> [Quoted passage]

It is that time of the year again when we at ONE Africa celebrate African-led efforts towards the achievement of the Sustainable Development Goals (SDGs). The 2016 ONE Africa Award comes when we are mapping new roads to ensure a better world for all by 2030 through the SDGs. It is also happening at a critical time when we have seen numerous challenges across the globe from famine, civil unrest, and rising income inequality. Our continent carries a dispropriate share of these challenges. If not checked through bold and innovative actions, these challenges will thwart the ambitions to consign extreme poverty to the history books.
This year, ONE visited Dadaab, one of the largest refugee settlements in Kenya and Africa. There we were reminded how extreme poverty and deprivation looks like on a day to day basis. We also traveled to Borno State in Nigeria, where the impact of instability has had a grave impact on human existence and well-being. These examples make us and many others even more determined to push our mission to challenge the structures that create and maintain extreme poverty and disease on our continent. We want an Africa with more opportunities for everyone to thrive and fewer Dadaab-like conditions.
Amid all these challenges, the ray of hope comes through the various organizations who have been working on the front lines to make a difference in the lives of the most vulnerable citizens. Through our Make Naija Stronger health campaign in Nigeria, we have had the honor of working with various Nigerian driven grassroots organizations and individuals who have been pushing for health reform. These organizations, along with ONE, have been asking the Nigerian government to invest more in the health sector so that the millions of women and children who die from preventable diseases across the country can be saved. Our focus on Nigeria was driven by the fact that it is the most populous country in Africa, with a very entrepreneurial population and yet has the worst health indicators in the world. Our call to the Nigerian government is clear; enough women have died during childbirth – the death of 150 women a day is unacceptable; under their leadership mother to child transmission of HIV must be a thing of the past and numbers of children infected with the virus every day need to be stemmed.
We know that organizations across Nigeria and Africa are playing their part amidst tough political and financial environments to end diseases and fight poverty. I am therefore delighted to have the privilege to invite applications from civil society organizations, non-governmental organizations and other groups based in Africa that can demonstrate innovation, commitment and success in their advocacy efforts to achieve SDGs. We are again seeking the best and greatest to apply for the 2016 ONE Africa Award. As we are constantly looking for game changers, please share this notice with any organizations you know that are doing amazing work right now in the fight to end extreme poverty.
We at ONE are looking forward to reviewing this year’s submissions!

> [Entries from a data source]
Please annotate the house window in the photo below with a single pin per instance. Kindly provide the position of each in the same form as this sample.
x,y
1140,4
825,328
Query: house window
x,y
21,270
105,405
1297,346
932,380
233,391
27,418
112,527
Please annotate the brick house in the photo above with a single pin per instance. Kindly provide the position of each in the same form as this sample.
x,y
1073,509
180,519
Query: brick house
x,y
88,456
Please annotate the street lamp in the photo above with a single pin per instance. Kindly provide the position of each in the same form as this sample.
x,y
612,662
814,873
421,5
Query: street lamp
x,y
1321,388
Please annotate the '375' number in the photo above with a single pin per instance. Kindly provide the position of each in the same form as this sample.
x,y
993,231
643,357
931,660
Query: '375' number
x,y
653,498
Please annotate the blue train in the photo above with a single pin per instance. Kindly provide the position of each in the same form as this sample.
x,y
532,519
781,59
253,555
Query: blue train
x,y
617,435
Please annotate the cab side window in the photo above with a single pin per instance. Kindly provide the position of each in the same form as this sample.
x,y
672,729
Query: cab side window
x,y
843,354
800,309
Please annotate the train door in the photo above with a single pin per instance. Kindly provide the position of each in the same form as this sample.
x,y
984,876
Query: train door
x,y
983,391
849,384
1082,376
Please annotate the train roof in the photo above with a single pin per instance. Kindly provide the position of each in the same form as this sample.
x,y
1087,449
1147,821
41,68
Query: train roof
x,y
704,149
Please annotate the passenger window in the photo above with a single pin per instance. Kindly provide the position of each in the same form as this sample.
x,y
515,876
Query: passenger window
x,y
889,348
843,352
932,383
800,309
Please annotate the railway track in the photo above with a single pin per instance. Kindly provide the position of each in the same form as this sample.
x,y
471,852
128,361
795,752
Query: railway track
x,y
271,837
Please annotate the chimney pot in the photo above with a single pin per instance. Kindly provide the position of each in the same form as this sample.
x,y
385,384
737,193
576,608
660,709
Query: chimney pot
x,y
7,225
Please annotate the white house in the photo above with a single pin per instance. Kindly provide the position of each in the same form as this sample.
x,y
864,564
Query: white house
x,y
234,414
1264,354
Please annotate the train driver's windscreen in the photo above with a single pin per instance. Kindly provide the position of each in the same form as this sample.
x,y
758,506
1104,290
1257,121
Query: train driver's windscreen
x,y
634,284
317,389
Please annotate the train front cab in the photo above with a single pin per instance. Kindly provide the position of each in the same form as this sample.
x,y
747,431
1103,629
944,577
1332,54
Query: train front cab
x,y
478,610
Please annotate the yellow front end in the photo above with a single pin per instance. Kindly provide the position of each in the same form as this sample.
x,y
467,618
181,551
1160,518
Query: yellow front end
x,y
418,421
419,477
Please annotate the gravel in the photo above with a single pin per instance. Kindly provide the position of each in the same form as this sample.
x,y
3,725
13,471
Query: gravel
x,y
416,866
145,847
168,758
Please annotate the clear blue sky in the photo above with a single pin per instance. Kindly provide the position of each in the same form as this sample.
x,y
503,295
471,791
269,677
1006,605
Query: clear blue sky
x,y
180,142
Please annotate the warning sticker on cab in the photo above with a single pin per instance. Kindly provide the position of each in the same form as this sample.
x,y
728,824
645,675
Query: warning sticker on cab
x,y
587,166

> [Exercise] Retype the ONE Africa Award announcement from "This year, ONE" up to and including "fewer Dadaab-like conditions.". None of the entries is needed here.

> [Answer section]
This year, ONE visited Dadaab, one of the largest refugee settlements in Kenya and Africa. There we were reminded how extreme poverty and deprivation looks like on a day to day basis. We also traveled to Borno State in Nigeria, where the impact of instability has had a grave impact on human existence and well-being. These examples make us and many others even more determined to push our mission to challenge the structures that create and maintain extreme poverty and disease on our continent. We want an Africa with more opportunities for everyone to thrive and fewer Dadaab-like conditions.